Reproduce the items verbatim, beginning at the line that contains "# test: for every instance of the wooden" and continuing through the end of the items.
##### Records for processing #####
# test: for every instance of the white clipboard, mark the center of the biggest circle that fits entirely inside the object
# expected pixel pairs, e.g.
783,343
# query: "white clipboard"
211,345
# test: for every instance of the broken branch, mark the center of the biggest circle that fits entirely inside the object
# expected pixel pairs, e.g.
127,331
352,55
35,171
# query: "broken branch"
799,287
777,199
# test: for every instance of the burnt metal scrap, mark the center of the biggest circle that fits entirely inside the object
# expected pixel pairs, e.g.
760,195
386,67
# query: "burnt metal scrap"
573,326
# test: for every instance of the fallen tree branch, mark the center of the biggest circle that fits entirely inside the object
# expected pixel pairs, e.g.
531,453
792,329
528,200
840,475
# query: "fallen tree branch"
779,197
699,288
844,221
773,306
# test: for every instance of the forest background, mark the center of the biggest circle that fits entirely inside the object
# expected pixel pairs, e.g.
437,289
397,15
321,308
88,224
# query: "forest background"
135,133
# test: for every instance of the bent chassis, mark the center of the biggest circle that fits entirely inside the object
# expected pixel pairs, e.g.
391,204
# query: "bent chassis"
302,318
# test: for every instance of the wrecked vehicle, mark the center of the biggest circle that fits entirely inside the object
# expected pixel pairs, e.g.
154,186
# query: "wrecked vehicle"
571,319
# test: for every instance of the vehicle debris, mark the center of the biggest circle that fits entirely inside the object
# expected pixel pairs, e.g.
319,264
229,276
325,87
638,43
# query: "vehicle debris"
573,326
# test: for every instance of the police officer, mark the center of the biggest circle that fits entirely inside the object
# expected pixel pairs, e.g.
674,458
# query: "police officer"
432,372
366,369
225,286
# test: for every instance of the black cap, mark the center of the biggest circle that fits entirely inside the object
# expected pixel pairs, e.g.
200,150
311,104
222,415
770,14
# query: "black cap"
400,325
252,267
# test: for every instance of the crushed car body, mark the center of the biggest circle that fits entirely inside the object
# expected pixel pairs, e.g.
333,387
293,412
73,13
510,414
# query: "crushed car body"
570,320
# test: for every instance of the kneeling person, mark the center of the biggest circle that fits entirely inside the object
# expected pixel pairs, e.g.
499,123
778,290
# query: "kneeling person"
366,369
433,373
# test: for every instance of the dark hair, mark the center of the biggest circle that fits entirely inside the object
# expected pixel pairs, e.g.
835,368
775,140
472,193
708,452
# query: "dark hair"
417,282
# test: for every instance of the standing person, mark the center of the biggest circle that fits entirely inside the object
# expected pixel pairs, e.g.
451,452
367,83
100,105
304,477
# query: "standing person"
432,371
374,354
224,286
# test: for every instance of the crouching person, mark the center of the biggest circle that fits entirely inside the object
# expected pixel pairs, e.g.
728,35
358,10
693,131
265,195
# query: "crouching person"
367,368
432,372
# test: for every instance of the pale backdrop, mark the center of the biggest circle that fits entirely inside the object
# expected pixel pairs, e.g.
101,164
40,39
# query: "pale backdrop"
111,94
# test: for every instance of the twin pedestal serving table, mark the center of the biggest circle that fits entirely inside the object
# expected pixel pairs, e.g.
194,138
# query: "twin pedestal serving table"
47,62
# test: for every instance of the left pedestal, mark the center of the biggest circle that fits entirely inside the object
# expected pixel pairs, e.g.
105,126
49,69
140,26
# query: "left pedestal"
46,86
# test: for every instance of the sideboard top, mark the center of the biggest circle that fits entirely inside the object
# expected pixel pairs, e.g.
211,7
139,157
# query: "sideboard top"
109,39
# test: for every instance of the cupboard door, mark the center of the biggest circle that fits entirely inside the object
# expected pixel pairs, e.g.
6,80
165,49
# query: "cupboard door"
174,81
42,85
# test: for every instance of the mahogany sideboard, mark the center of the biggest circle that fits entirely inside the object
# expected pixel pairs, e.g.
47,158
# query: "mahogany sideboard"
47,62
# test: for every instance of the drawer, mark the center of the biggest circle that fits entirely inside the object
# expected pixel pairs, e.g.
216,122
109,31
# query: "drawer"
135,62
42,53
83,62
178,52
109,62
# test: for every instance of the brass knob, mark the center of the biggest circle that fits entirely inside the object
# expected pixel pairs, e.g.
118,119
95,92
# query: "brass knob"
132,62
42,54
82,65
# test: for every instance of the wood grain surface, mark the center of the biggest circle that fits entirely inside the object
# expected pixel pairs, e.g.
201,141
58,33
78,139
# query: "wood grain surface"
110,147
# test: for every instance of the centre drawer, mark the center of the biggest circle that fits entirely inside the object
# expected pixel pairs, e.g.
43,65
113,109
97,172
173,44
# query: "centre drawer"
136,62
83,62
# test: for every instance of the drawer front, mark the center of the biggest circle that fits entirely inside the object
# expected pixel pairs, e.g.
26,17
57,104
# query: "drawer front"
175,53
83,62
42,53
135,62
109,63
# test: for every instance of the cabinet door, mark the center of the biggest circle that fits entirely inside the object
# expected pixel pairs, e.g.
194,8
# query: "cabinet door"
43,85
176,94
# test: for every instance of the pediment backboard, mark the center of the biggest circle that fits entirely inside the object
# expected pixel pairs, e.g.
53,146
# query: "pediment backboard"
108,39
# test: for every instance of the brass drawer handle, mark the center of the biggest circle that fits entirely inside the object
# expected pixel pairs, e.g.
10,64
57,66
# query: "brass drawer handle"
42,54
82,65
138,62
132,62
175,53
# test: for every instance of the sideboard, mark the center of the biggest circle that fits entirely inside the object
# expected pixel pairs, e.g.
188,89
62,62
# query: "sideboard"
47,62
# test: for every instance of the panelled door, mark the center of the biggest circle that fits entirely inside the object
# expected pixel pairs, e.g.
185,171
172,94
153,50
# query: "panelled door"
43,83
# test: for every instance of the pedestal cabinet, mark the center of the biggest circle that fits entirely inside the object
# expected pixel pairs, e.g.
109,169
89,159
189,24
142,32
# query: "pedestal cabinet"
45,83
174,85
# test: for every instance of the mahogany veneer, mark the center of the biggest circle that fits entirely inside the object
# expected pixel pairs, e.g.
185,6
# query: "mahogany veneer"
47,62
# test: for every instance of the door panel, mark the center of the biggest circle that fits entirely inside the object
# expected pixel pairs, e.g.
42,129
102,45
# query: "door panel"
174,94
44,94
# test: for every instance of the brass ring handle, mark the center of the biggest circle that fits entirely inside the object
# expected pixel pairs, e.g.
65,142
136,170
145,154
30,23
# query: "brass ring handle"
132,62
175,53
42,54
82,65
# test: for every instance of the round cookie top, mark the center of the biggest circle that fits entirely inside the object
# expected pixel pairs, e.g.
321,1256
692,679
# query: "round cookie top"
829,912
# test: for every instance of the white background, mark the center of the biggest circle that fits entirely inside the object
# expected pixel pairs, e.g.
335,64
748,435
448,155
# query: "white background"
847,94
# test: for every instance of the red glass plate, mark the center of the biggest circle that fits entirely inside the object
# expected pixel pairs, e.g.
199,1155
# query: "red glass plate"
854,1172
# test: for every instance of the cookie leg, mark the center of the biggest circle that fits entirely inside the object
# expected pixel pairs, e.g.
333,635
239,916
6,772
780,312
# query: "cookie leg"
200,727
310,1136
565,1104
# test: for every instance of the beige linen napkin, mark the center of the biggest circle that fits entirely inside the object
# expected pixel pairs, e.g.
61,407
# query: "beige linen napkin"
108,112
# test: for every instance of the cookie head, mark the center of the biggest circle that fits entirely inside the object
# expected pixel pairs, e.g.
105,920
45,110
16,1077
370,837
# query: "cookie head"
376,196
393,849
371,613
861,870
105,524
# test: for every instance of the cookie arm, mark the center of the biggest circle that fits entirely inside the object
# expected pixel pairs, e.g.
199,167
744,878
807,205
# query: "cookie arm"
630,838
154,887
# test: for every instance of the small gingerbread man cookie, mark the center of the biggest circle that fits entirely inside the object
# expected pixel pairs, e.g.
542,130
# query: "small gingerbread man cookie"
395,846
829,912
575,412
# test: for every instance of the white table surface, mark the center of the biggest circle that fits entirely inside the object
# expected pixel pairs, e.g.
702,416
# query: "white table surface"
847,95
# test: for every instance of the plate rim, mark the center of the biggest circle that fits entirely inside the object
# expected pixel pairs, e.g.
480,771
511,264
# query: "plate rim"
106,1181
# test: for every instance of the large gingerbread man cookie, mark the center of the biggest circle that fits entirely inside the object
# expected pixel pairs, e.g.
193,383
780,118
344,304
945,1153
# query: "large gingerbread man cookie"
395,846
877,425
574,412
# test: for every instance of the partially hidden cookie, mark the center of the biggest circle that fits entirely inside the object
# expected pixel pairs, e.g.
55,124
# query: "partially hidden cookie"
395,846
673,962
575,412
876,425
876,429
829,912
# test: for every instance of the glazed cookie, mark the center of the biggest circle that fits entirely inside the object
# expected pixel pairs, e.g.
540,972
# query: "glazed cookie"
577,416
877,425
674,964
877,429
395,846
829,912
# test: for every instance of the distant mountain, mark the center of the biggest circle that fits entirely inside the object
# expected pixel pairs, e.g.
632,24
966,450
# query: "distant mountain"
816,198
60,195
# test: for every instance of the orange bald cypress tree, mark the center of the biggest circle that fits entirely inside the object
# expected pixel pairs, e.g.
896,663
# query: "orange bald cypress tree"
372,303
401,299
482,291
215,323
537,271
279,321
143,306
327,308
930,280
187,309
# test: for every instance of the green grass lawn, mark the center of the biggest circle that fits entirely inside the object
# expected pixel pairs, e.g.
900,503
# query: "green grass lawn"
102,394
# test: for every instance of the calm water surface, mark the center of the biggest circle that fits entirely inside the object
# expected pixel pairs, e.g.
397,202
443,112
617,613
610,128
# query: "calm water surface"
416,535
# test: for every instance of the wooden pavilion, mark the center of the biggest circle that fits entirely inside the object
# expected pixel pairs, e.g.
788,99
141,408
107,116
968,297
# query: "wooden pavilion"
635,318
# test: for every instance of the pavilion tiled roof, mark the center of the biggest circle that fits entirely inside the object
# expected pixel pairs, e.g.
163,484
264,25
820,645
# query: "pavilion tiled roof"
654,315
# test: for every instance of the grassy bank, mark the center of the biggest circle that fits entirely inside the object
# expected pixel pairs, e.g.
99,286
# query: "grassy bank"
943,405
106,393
#####
● **Solved exercise**:
# test: for every instance of the wooden pavilion, mark the center of the biggest circle that fits entirely inside the object
# expected pixel pairs, e.g.
788,99
141,408
107,116
968,297
# query: "wooden pavilion"
635,318
# test: for every instance of the pavilion tiled roof, mark the center of the biggest circle that fits entirely inside the object
# expected pixel pairs, e.g.
163,484
264,25
820,645
# query: "pavilion tiled roof"
654,315
# test: for every instance of the grassy bank, mark the center of the biggest circle that fits entirely inside the object
# expected pixel pairs, e.g.
99,286
# query: "grassy bank"
943,405
106,393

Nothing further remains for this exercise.